Entries provided:

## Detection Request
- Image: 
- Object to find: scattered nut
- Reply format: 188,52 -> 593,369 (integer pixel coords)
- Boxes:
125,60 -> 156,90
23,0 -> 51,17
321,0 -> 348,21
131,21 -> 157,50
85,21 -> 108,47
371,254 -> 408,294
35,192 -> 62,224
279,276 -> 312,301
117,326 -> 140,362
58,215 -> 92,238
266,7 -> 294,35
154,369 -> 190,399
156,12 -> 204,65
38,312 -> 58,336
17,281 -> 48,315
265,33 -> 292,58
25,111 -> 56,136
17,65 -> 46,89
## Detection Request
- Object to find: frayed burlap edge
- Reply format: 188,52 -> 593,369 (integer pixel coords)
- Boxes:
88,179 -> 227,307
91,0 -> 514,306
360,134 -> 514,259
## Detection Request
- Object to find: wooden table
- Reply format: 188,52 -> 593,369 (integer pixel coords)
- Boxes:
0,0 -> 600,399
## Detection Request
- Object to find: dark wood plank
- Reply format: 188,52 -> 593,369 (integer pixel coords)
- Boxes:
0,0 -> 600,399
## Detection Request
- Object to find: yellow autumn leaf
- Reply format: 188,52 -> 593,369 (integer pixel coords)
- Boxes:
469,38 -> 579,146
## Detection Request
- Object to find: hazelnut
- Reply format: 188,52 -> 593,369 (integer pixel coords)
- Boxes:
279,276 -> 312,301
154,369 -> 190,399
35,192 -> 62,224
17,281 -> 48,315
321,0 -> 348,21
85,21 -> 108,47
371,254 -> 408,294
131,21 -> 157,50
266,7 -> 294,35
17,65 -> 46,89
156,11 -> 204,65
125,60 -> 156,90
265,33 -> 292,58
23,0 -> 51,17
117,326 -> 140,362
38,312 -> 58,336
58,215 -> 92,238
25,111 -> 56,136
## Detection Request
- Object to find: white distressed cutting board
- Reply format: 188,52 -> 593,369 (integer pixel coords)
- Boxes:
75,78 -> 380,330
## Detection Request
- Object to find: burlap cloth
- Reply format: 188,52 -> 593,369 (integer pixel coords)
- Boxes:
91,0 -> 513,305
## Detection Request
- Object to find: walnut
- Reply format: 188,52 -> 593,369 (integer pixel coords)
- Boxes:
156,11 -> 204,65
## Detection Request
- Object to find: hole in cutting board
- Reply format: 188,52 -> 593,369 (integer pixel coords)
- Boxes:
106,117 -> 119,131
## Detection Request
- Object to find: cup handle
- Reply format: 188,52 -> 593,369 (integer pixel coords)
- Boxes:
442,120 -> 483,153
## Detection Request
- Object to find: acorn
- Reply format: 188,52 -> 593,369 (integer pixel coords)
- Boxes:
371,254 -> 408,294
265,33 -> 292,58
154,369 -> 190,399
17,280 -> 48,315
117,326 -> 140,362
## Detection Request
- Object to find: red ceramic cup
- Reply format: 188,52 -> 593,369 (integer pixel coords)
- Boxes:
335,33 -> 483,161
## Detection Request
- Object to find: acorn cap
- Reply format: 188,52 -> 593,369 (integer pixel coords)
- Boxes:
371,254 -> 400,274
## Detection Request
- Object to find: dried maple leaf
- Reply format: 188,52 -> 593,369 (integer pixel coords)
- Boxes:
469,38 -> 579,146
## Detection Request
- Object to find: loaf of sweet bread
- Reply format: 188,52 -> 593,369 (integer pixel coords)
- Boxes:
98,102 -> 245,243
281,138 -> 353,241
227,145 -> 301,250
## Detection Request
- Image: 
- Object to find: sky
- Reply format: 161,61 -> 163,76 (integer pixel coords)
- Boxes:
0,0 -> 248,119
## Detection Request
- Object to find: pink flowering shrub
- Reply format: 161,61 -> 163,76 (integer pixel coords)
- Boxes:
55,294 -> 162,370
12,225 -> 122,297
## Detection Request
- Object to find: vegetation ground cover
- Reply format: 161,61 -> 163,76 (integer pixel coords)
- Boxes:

Task:
Reproduce the rows above, switching each occurrence of "Object to find" to "Target object" and keeping everything else the same.

Answer to this problem:
## Detection Request
- Image: 
- Target object: scattered nut
- Reply format: 188,52 -> 593,369 (integer pixel coords)
- Boxes:
125,60 -> 156,90
23,0 -> 51,17
321,0 -> 348,21
131,21 -> 157,50
85,21 -> 108,47
371,254 -> 408,294
35,192 -> 62,224
279,276 -> 312,301
117,326 -> 140,362
58,215 -> 92,238
266,7 -> 294,35
154,369 -> 190,399
156,12 -> 204,65
38,312 -> 58,336
17,281 -> 48,315
265,33 -> 292,58
25,111 -> 56,136
17,65 -> 46,89
## Detection Request
- Target object: frayed burlap edge
- Reply format: 188,52 -> 593,369 (integer pixel coords)
- Boxes:
88,179 -> 227,307
91,0 -> 514,306
360,134 -> 514,259
## Detection Request
- Target object: wooden table
- Reply format: 188,52 -> 593,369 (integer pixel coords)
- Boxes:
0,0 -> 600,399
## Detection Request
- Target object: dark wood plank
- Reply format: 188,52 -> 593,369 (integer pixel coords)
- Boxes:
0,0 -> 600,399
## Detection Request
- Target object: yellow autumn leaf
- Reply format: 188,52 -> 593,369 (integer pixel coords)
- Boxes:
469,38 -> 579,146
## Detection Request
- Target object: hazelnut
- Reply format: 188,52 -> 593,369 (integer pixel coords)
- Boxes:
279,276 -> 312,301
154,369 -> 190,399
35,192 -> 62,224
17,281 -> 48,315
321,0 -> 348,21
85,21 -> 108,47
371,254 -> 408,294
131,21 -> 157,50
266,7 -> 294,35
17,65 -> 46,89
156,11 -> 204,65
125,60 -> 156,90
265,33 -> 292,58
23,0 -> 51,17
117,326 -> 140,362
38,312 -> 58,336
58,215 -> 92,238
25,111 -> 56,136
## Detection Request
- Target object: white distressed cutting board
- Reply format: 188,52 -> 593,369 (integer pixel coords)
- Boxes:
75,78 -> 380,330
## Detection Request
- Target object: burlap cloth
- Reply format: 188,52 -> 593,369 (integer pixel coords)
- Boxes:
91,0 -> 513,305
## Detection Request
- Target object: walnut
- Reply format: 188,52 -> 593,369 (integer pixel coords)
- Boxes:
156,11 -> 204,65
## Detection Request
- Target object: hole in cutting board
- Reply format: 188,52 -> 593,369 (integer pixel coords)
- Boxes:
106,117 -> 119,131
## Detection Request
- Target object: cup handle
- Reply format: 188,52 -> 593,369 (integer pixel coords)
- Boxes:
442,120 -> 483,153
## Detection Request
- Target object: acorn
- Reply format: 188,52 -> 593,369 (integer pixel coords)
- Boxes:
371,254 -> 408,294
265,33 -> 292,58
154,369 -> 190,399
17,280 -> 48,315
117,326 -> 140,362
## Detection Request
- Target object: red ceramic cup
- Reply format: 188,52 -> 593,369 (integer pixel coords)
- Boxes:
335,33 -> 483,161
## Detection Request
- Target object: acorn cap
- Reply format: 188,52 -> 593,369 (integer pixel coords)
- Boxes:
371,254 -> 400,274
## Detection Request
- Target object: dried maple leaf
- Reply format: 188,52 -> 593,369 (integer pixel coords)
- Boxes:
469,38 -> 579,146
## Detection Request
- Target object: loaf of sweet bread
- Reply format: 188,52 -> 593,369 (integer pixel coords)
- Boxes:
98,102 -> 245,243
281,138 -> 353,241
227,145 -> 301,250
## Detection Request
- Image: 
- Target object: sky
- Reply format: 161,61 -> 163,76 (integer pixel coords)
- Boxes:
0,0 -> 248,119
## Detection Request
- Target object: pink flowering shrub
- Reply format: 161,61 -> 163,76 (integer pixel coords)
- Boxes:
55,294 -> 162,370
12,225 -> 122,297
## Detection Request
- Target object: vegetation ground cover
- Reply format: 161,61 -> 163,76 (integer pixel coords)
- Boxes:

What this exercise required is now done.